TEKS YANG DIBERIKAN:
____

Pembelajaran efektif dapat berlangsung dengan berbagai faktor pembentuknya. Berbagai faktor pembentuk pembelajaran efektif itu, pada umumnya berasal dari guru, misalnya faktor kemampuan dan keterampilan mengajar, pembinaan dan perasaan (cinta dan kasih sayang), dan penguasaan materi. (Haidir, 2021:60).
Guru yang berdiri di depan kelas cukup dengan lirikan matanya maka murid-muridnya diam, patuh dan mengikuti seluruh titah, dia belum bicara, apalagi menggoyang-goyangkan sebilah rotan.
Itulah gambaran guru pada tahun 1970-an, cukup berwibawa, semua murid telah masuk ke kelas, sebelum gurunya datang, kelas telah dibersihkan oleh murid sesuai dengan jadwal piket kebersihan.
Di akhir kegiatan pembelajaran gurunya mendo`akan agar muridnya mendapat ilmu pengetahuan tambah keberkahan.
Guru kini berdiri di depan pintu gerbang baris menyalami siswa yang masuk, selamat datang, kadang sambil ngobrol dengan guru lain, atau sambil memegang telepon seluler tetapi tangan tetap menyalami seluruh murid yang masuk.
Karena jadwal guru bergantian, setor muka atau karena memang itu bagian dari e-kinerja yang harus difoto dan diunggah lewat aplikasi. Itulah gambaran guru tahun 2020-an.
Di akhir pembelajaran guru tetap di kelas karena ia harus menyelesaikan portofolio di dua aplikasi yang kadang tidak terintegrasi, harus upload hari ini, lengkap dengan posisi geografi di mana dia mengupload, jam berapa dan seterusnya, dan seterusnya.
Guru tahun 1970-an pasti berbeda dengan guru tahun 2020-an, apalagi guru tahun 1940-an dan seterusnya dan seterusnya. Tetapi kita juga bisa setuju bahwa guru tahun 2040-an juga pasti berbeda dengan guru sekarang yang sedang kita perbincangkan, atau kita selidiki mana yang lebih baik di antara semuanya.
Beruntunglah siapa yang sempat mengalami pendidikan di era 70-an, karena kita bisa membandingkan dengan pendidikan hari ini, diajak berdebat dan berdiskusi kita selalu mencari jalan terbaik dari kedua sisi zaman di atas.

____

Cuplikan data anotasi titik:
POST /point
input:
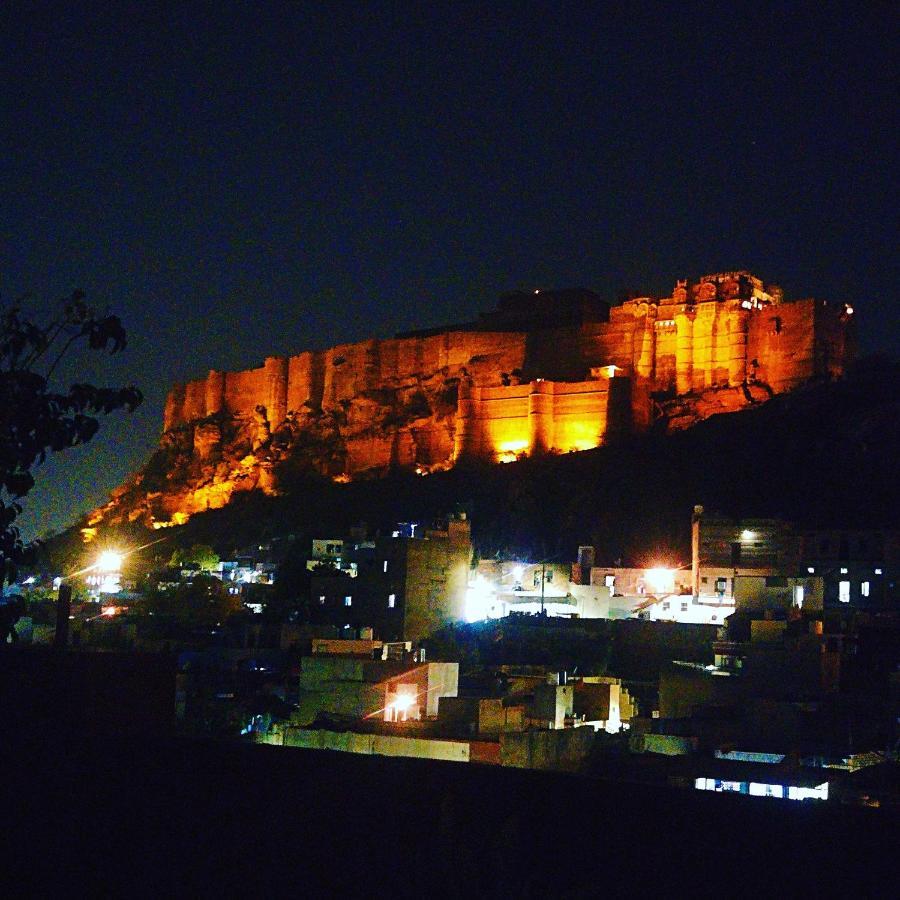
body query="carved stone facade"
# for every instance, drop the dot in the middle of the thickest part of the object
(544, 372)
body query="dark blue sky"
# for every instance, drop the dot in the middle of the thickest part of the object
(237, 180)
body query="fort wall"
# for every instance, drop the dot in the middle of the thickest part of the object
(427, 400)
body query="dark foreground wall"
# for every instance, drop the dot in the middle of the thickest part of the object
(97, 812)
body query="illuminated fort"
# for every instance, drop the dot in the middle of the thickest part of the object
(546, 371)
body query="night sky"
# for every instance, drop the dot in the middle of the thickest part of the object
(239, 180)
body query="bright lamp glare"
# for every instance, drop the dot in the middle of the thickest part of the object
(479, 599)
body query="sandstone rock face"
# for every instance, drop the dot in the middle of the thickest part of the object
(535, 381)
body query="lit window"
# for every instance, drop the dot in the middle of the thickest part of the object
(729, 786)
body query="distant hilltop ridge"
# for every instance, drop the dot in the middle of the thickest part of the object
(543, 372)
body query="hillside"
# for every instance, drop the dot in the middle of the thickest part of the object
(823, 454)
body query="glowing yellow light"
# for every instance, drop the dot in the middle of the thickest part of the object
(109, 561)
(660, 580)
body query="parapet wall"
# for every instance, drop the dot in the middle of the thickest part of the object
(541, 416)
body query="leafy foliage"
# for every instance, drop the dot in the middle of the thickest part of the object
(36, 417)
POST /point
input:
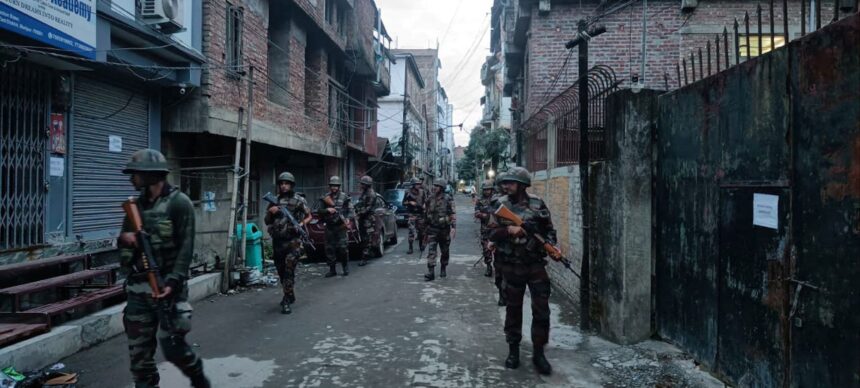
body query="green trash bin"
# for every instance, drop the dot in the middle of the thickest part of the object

____

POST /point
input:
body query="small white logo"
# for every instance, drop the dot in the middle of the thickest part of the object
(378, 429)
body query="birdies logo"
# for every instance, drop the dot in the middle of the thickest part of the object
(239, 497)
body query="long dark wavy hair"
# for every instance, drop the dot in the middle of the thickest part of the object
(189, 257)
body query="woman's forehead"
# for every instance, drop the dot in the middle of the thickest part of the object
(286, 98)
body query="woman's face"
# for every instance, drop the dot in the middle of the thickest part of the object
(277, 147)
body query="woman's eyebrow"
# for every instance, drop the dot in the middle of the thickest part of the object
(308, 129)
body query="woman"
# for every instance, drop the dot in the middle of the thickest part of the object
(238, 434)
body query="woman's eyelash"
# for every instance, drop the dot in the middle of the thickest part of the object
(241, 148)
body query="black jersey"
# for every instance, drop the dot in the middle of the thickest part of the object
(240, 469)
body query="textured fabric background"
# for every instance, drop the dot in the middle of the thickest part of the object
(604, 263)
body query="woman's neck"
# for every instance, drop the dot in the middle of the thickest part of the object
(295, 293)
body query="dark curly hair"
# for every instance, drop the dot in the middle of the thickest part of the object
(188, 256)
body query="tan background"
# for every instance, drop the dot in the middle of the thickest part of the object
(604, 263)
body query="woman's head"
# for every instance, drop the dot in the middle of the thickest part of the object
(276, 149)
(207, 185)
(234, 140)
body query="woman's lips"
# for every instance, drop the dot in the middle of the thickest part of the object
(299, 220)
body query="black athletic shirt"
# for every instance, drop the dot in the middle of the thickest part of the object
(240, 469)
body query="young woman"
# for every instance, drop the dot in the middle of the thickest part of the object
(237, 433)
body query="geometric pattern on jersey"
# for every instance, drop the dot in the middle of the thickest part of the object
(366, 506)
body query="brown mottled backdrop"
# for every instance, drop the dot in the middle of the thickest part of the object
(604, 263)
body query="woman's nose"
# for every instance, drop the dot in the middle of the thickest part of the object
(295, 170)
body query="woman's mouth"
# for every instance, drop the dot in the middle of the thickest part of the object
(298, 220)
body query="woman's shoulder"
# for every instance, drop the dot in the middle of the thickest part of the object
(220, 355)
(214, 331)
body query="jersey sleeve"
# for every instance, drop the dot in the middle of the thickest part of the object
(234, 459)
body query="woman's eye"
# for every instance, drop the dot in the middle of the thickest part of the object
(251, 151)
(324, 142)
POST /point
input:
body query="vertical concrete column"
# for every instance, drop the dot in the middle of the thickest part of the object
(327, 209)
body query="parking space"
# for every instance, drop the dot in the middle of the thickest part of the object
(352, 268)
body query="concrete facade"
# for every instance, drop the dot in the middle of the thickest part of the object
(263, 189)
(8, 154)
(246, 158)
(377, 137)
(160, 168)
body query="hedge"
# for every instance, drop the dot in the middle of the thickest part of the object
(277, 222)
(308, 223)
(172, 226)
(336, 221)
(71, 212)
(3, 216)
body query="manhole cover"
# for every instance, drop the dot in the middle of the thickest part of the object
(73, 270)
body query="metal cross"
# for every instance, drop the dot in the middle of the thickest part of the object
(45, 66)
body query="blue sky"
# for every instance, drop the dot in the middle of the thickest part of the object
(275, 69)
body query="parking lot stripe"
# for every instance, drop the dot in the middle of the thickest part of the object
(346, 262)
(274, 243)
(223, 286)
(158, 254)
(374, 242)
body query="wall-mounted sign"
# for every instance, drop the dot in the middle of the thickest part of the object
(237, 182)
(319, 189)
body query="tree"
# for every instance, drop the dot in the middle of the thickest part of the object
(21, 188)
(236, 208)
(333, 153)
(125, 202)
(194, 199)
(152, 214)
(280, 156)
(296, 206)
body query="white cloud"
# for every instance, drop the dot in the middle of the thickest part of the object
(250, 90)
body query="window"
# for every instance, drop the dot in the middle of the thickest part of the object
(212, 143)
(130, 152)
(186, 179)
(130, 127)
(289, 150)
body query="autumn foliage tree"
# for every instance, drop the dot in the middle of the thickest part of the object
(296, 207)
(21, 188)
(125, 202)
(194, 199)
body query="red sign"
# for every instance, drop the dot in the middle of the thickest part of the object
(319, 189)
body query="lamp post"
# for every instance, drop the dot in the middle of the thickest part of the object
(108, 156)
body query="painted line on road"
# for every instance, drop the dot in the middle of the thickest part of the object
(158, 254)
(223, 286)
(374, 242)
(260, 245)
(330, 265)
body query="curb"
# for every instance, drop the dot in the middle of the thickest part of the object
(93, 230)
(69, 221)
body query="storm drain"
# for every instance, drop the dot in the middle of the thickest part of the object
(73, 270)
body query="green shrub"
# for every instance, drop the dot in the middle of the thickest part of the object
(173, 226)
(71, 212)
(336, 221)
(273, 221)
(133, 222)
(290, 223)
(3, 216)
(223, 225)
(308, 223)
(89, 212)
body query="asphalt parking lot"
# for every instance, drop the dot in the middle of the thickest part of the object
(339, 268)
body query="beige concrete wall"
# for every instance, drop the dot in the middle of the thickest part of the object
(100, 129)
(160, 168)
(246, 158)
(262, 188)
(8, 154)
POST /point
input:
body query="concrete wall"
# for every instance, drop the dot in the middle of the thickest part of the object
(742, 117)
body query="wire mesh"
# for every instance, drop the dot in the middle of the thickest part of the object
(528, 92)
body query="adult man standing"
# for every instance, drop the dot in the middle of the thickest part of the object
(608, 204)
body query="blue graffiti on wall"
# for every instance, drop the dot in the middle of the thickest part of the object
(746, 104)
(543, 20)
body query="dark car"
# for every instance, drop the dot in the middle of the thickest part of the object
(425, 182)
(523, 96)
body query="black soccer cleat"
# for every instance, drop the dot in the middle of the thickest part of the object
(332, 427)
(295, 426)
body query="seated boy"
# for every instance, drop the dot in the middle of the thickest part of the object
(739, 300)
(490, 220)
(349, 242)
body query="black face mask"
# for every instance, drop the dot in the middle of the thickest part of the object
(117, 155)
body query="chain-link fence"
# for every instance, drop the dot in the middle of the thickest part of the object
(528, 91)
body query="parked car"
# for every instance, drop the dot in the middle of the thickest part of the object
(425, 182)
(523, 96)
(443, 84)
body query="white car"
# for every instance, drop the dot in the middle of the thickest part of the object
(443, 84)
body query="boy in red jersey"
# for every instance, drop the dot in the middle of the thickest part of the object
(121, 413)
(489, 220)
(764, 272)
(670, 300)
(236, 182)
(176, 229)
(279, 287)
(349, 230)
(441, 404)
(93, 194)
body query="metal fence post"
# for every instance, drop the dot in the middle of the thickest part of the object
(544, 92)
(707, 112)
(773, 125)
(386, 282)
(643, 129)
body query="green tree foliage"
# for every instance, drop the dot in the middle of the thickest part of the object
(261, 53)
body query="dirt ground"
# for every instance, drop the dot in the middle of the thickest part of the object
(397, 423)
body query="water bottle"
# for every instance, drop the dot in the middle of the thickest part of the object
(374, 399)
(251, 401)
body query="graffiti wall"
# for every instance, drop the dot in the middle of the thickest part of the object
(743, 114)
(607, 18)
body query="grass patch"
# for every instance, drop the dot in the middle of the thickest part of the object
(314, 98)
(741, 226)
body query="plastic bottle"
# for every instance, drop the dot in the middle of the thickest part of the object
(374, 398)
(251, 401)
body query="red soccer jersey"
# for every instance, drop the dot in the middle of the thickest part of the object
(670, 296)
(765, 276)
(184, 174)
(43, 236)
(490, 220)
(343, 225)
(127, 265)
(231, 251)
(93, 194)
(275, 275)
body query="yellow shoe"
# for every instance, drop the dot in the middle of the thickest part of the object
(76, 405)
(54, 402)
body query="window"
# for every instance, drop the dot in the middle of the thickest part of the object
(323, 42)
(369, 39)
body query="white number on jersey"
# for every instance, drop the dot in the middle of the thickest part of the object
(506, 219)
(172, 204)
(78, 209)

____

DAFTAR TUGAS:
A) Sebutkan semua dekade yang digunakan untuk menandai guru dalam teks tentang guru dari zaman ke zaman.
B) Teruskan teks tentang guru dari zaman ke zaman, mulai setelah kalimat terakhirnya.
Entri-entri tersebut tidak berkaitan dengan teks tentang guru dari zaman ke zaman.

HASIL LATIHAN:
A) 1940-an, 1970-an, 2020-an, 2040-an

B)
Lebih beruntung lagi guru yang hidup di zaman kini, dia benar-benar merasakan kemudahan mengajar yang didukung oleh teknologi. Bahkan dengan gawai serta berbagai fitur aplikasi ia dapat menerabas waktu sampai zaman sebelum masehi, guru zaman dulu, apalagi zaman sekarang.
Dengan mudahnya ia dapat meramal bagaimana guru yang dibutuhkan untuk zaman yang bahkan belum terpikirkan.
Siapa yang menjadi guru biasanya dari keluarga guru, atau murid yang mengidolakan guru secara berkelanjutan sampai ia memiliki fakultas keguruan, kemudian ia diterima dan jadilah ia guru.
Tetapi kita juga harus menyadari bahwa banyak pula profesi guru adalah orang yang tidak diterima atau lari atau pindah profesi dari fakultas yang ia pelajari secara akademis. Tamat dari fakultas hukum jadi kepala sekolah itu ada orangnya, tamat dari fakultas pertanian jadi guru banyak datanya, tamat dari fakultas dakwah menjadi guru tidak sulit mencari siapa dan di mana, dan banyak lagi.
Ini bukan soal balas dendam, atau balas fakultas, karena memang banyak juga alumni fakultas kependidikan dan keguruan atau tarbiyah bekerja di sektor lain, menjadi conten creator, kerja di mini market, ada yang jadi karyawan, atau owner sebuah perusahaan.
Banyak ceritanya, bahkan lembaga pendidikan selalu sukses bukan dari mereka tamatan manajemen pendidikan tetapi dari berbagai disiplin ilmu dan pengalaman. Itulah pendidikan dan keguruan hari ini.
Kembali ke gambaran seorang guru, dimana kita ingin melihat bahwa guru harus memiliki keterampilan dasar dalam mengembangkan profesi. Keterampilan dimaksud dapat diasah lewat pengalaman terlebih lewat bakat yang memang ia miliki.
Namun hal-hal yang bersifat non administrasi seperti; keterampilan mengajar, keterampilan melakukan pembinaan, keterampilan memberikan perasaan cinta dan kasih sayang sampai keterampilan penguasaan materi.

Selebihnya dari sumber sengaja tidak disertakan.